■ **TASK DETAILS**
Count the lines in the material below that contain the string "tree", treating uppercase and lowercase as different, and give only that number.

■ **Labeled outline entries**
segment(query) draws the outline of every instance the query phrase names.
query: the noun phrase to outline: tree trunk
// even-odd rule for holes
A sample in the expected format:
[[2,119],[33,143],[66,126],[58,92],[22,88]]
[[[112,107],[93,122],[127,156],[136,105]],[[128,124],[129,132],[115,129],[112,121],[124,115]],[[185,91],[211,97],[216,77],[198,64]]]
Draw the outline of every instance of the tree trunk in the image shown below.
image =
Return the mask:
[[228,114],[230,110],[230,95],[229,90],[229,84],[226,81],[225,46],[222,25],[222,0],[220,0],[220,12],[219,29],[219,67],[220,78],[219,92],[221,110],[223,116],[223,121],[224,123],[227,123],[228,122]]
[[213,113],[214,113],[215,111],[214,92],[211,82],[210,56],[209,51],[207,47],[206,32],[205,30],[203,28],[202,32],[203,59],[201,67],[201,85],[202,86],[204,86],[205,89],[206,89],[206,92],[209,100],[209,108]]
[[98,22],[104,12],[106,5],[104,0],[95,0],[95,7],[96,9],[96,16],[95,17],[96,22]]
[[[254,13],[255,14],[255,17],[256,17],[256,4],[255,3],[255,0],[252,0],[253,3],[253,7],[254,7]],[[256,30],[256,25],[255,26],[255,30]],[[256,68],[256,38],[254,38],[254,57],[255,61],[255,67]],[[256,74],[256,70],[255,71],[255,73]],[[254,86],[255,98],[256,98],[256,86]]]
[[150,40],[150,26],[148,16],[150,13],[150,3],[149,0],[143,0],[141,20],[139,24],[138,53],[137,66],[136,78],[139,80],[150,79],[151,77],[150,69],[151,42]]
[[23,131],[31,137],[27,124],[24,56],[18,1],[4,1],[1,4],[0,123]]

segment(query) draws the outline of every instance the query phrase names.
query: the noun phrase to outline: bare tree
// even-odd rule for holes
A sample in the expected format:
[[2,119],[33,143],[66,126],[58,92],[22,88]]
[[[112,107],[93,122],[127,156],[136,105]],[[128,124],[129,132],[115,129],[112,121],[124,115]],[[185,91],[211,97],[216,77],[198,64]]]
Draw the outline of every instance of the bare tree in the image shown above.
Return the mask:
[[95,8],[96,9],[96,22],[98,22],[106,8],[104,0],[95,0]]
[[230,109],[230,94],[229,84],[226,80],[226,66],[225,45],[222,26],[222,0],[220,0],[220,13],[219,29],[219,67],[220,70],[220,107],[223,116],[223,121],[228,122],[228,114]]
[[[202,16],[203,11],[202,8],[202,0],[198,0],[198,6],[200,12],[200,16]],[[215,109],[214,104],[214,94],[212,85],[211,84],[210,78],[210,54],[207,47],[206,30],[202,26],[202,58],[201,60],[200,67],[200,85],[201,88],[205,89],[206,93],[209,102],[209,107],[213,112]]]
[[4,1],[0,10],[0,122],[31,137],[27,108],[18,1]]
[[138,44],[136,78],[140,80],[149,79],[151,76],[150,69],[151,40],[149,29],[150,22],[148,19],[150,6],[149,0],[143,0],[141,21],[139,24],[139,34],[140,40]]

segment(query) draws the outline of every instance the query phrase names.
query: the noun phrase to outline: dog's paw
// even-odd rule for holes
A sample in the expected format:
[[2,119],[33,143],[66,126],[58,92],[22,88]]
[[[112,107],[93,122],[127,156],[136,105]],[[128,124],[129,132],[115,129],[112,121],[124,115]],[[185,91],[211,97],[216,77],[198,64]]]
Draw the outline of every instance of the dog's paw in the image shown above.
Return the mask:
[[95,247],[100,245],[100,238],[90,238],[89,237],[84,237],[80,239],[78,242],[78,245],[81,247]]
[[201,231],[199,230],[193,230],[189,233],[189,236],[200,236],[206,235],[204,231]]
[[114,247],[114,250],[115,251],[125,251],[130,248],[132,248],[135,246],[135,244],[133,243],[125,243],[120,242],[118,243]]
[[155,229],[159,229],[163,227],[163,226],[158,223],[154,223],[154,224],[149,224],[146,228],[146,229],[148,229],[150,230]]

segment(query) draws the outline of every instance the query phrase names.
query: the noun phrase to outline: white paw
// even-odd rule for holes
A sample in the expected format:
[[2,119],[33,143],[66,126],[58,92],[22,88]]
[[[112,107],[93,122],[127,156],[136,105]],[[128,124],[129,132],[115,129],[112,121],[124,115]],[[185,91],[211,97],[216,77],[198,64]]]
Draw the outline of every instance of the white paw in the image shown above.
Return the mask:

■ **RIGHT ANSWER**
4